Supplied text
========================================================================
This article is continuation of following two articles:
Ukkonen’s Suffix Tree Construction – Part 1
Ukkonen’s Suffix Tree Construction – Part 2
Please go through Part 1 and Part 2, before looking at current article, where we have seen few basics on suffix tree, high level ukkonen’s algorithm, suffix link and three implementation tricks.
Here we will take string S = “abcabxabcd” as an example and go through all the things step by step and create the tree.
We will add $ (discussed in Part 1 why we do this) so string S would be “abcabxabcd$”.
While building suffix tree for string S of length m:
- There will be m phases 1 to m (one phase for each character) In our current example, m is 11, so there will be 11 phases.
- First phase will add first character ‘a’ in the tree, second phase will add second character ‘b’ in tree, third phase will add third character ‘c’ in tree, ……, mth phase will add mth character in tree (This makes Ukkonen's algorithm an online algorithm)
- Each phase i will go through at-most i extensions (from 1 to i). If current character being added in tree is not seen so far, all i extensions will be completed (Extension Rule 3 will not apply in this phase). If current character being added in tree is seen before, then phase i will complete early (as soon as Extension Rule 3 applies) without going through all i extensions
- There are three extension rules (1, 2 and 3) and each extension j (from 1 to i) of any phase i will adhere to one of these three rules.
- Rule 1 adds a new character on existing leaf edge
- Rule 2 creates a new leaf edge (And may also create new internal node, if the path label ends in between an edge)
- Rule 3 ends the current phase (when current character is found in current edge being traversed)
- Phase 1 will read first character from the string, will go through 1 extension.
(In figures, we are showing characters on edge labels just for explanation, while writing code, we will only use start and end indices – The Edge-label compression discussed in Part 2)
Extension 1 will add suffix “a” in tree. We start from root and traverse path with label ‘a’. There is no path from root, going out with label ‘a’, so create a leaf edge (Rule 2).
Phase 1 completes with the completion of extension 1 (As a phase i has at most i extensions)
For any string, Phase 1 will have only one extension and it will always follow Rule 2. - Phase 2 will read second character, will go through at least 1 and at most 2 extensions.
========================================================================
[Entries from a pointing dataset]

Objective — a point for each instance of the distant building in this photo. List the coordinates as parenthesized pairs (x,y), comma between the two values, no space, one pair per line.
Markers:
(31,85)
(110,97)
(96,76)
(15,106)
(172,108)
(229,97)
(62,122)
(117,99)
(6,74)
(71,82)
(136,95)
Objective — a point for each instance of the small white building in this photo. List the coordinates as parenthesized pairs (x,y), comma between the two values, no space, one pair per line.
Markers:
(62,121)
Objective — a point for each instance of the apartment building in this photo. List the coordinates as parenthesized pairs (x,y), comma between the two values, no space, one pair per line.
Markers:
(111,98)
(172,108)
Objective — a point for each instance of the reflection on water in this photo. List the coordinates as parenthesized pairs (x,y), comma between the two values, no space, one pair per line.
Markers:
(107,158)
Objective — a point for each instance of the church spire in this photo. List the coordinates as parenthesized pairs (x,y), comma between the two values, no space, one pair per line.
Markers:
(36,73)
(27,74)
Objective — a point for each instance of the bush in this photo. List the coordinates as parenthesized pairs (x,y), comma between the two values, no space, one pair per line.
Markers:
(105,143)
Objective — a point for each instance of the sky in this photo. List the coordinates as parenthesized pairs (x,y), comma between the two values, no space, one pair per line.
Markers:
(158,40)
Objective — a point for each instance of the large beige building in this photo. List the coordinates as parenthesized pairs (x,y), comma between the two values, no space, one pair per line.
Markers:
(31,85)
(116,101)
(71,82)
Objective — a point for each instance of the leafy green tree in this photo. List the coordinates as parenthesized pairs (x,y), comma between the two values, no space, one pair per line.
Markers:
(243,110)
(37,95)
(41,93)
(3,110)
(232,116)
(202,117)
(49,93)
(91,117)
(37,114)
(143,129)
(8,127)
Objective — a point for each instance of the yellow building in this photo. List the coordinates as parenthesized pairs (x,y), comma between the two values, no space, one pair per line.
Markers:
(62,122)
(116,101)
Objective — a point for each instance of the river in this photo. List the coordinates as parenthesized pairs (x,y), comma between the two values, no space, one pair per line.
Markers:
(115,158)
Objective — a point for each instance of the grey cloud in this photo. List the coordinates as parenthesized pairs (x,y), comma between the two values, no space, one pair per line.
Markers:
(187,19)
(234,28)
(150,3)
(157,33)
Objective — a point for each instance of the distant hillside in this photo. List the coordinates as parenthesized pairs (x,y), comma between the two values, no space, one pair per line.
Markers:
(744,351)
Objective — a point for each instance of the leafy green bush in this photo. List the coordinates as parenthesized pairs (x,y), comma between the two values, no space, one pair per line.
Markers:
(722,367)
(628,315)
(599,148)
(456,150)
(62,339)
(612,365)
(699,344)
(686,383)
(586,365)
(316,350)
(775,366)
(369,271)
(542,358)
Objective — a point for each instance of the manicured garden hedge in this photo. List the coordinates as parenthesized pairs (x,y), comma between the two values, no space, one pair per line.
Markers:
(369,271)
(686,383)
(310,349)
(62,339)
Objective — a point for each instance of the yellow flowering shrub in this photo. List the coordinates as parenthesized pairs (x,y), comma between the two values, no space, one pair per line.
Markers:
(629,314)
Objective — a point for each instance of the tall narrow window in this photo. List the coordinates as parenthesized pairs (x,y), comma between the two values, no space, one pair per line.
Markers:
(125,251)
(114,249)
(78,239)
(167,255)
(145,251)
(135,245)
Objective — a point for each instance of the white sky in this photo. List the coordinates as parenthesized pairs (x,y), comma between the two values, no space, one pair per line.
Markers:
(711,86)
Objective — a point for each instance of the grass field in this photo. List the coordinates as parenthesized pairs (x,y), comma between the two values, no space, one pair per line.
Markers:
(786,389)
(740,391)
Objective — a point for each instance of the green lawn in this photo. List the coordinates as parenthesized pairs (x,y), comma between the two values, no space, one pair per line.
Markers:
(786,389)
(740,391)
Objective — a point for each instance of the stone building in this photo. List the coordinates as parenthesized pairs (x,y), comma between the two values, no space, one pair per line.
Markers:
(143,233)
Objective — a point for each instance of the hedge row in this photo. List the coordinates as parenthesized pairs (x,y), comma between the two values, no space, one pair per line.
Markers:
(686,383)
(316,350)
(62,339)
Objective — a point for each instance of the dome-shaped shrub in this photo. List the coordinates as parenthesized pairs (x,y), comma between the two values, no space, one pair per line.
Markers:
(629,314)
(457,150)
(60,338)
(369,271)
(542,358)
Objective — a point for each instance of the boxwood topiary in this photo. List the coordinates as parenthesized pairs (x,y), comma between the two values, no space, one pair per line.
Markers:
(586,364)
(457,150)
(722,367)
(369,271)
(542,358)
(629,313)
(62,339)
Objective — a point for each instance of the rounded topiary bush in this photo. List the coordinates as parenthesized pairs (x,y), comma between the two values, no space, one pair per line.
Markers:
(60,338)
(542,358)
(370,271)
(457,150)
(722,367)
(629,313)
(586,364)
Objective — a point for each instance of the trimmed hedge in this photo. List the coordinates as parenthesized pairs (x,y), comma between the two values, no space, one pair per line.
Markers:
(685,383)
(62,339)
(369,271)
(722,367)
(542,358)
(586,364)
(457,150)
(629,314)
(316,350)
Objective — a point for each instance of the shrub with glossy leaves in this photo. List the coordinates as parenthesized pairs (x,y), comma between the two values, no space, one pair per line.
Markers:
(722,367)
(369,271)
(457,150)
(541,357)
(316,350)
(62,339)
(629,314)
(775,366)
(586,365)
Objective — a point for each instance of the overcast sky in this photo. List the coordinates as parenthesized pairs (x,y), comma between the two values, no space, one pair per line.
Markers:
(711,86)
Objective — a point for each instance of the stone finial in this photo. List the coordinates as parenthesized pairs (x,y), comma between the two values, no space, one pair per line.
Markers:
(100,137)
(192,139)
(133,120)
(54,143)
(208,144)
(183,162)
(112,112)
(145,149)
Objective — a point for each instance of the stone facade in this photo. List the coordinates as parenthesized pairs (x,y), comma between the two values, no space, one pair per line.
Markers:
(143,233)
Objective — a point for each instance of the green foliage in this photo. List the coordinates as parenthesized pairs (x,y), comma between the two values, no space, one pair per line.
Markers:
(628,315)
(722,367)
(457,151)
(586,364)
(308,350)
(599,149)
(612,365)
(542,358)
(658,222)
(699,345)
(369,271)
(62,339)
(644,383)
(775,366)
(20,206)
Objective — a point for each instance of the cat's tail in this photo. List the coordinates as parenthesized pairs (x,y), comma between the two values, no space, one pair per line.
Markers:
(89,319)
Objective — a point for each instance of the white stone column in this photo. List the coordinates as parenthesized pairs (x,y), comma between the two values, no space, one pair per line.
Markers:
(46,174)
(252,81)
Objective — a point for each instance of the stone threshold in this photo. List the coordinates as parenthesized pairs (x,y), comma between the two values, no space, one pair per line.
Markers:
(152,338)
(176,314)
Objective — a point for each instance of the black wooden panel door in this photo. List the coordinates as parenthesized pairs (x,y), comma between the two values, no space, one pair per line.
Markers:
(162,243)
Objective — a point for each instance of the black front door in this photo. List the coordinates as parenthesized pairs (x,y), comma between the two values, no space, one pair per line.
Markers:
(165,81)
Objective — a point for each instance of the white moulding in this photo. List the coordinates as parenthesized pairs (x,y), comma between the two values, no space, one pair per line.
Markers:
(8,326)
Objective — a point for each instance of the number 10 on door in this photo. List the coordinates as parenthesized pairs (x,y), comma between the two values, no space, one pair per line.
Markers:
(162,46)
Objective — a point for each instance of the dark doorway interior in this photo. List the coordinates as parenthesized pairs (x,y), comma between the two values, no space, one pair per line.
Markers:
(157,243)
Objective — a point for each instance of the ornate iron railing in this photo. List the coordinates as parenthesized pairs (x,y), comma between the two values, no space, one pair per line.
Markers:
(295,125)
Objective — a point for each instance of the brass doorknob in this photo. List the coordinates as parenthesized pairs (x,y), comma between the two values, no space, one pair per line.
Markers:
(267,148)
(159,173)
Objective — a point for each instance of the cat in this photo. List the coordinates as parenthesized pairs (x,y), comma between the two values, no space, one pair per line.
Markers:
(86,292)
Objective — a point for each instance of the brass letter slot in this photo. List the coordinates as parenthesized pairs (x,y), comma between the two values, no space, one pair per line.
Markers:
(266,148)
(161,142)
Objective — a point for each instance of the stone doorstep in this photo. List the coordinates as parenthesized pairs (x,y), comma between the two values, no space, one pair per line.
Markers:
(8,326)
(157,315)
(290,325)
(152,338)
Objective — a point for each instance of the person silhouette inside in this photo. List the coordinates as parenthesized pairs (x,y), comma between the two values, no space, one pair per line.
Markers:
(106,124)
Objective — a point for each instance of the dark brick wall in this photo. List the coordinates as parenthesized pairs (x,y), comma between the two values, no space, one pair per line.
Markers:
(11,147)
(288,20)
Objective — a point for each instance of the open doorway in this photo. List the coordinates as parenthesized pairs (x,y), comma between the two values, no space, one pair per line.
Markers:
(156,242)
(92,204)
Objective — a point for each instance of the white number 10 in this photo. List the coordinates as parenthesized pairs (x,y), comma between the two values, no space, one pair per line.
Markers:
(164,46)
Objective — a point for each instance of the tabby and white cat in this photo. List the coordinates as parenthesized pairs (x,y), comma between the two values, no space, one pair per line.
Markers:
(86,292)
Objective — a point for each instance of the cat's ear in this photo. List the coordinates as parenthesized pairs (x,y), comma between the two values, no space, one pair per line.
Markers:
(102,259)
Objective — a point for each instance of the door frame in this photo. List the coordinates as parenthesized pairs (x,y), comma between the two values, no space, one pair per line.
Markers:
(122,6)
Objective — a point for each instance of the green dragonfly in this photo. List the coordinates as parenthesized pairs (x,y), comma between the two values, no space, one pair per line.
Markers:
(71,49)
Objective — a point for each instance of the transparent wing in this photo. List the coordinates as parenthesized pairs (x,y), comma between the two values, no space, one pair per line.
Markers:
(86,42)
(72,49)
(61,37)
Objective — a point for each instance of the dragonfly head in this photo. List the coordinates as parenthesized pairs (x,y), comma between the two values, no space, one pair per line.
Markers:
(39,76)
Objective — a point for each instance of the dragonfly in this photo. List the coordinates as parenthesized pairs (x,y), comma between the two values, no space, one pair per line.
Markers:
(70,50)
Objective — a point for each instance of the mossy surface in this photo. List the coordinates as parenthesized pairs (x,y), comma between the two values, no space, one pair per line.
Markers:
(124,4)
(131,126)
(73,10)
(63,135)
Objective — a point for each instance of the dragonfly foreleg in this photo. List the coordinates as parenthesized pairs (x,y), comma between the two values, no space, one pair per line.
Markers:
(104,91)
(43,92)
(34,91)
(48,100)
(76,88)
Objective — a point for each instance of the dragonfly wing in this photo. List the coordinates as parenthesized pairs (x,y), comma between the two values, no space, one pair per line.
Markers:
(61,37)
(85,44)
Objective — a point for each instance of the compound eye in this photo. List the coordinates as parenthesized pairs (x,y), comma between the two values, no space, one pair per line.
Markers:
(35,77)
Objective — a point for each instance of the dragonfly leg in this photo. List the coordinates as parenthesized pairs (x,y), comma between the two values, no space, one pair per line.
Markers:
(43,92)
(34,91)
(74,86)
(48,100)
========================================================================
Problem 1
Copy the passage of the suffix tree article word for word, starting with "- Rule 3 ends" and going on through "most 2 extensions.".
Problem 2
Extend the article on Ukkonen's suffix tree construction, picking up right after its last sentence.

Task response 1
- Rule 3 ends the current phase (when current character is found in current edge being traversed)
- Phase 1 will read first character from the string, will go through 1 extension.
(In figures, we are showing characters on edge labels just for explanation, while writing code, we will only use start and end indices – The Edge-label compression discussed in Part 2)
Extension 1 will add suffix “a” in tree. We start from root and traverse path with label ‘a’. There is no path from root, going out with label ‘a’, so create a leaf edge (Rule 2).
Phase 1 completes with the completion of extension 1 (As a phase i has at most i extensions)
For any string, Phase 1 will have only one extension and it will always follow Rule 2. - Phase 2 will read second character, will go through at least 1 and at most 2 extensions.

Task response 2
In our example, phase 2 will read second character ‘b’. Suffixes to be added are “ab” and “b”.
Extension 1 adds suffix “ab” in tree.
Path for label ‘a’ ends at leaf edge, so add ‘b’ at the end of this edge.
Extension 1 just increments the end index by 1 (from 1 to 2) on first edge (Rule 1).
Extension 2 adds suffix “b” in tree. There is no path from root, going out with label ‘b’, so creates a leaf edge (Rule 2).
Phase 2 completes with the completion of extension 2.
Phase 2 went through two extensions here. Rule 1 applied in 1st Extension and Rule 2 applied in 2nd Extension. - Phase 3 will read third character, will go through at least 1 and at most 3 extensions.
In our example, phase 3 will read third character ‘c’. Suffixes to be added are “abc”, “bc” and “c”.
Extension 1 adds suffix “abc” in tree.
Path for label ‘ab’ ends at leaf edge, so add ‘c’ at the end of this edge.
Extension 1 just increments the end index by 1 (from 2 to 3) on this edge (Rule 1).
Extension 2 adds suffix “bc” in tree.
Path for label ‘b’ ends at leaf edge, so add ‘c’ at the end of this edge.
Extension 2 just increments the end index by 1 (from 2 to 3) on this edge (Rule 1).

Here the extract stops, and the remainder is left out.